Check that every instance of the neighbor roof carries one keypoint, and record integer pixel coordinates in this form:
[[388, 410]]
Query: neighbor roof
===============
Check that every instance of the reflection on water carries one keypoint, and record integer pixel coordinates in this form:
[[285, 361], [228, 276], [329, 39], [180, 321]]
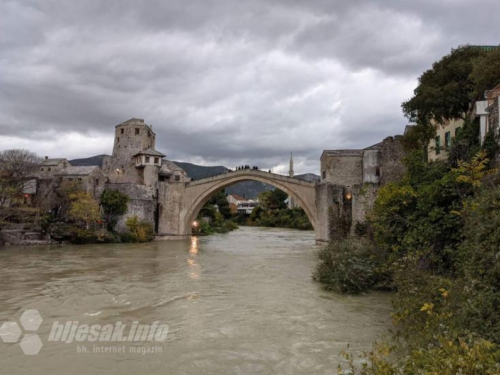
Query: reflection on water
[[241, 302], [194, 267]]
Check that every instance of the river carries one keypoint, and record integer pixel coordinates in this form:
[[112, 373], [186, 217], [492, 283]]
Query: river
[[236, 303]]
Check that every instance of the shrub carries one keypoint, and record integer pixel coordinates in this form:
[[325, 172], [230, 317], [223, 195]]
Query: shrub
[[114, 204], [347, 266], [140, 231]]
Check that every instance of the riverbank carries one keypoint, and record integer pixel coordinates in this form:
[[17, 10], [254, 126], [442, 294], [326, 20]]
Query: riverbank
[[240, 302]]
===============
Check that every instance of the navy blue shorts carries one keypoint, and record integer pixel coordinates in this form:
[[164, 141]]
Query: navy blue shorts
===============
In the listing, copy out the part that begins with the line containing "Check that every instance of the neighbor" and ends with the line containing "Query: neighbor roof", putting "garden shed" wherever "neighbor roof" appears and leaving everything else unchanged.

Check that every instance of the garden shed carries one keypoint, and record integer pixel coordinates in this form:
[[388, 410]]
Query: garden shed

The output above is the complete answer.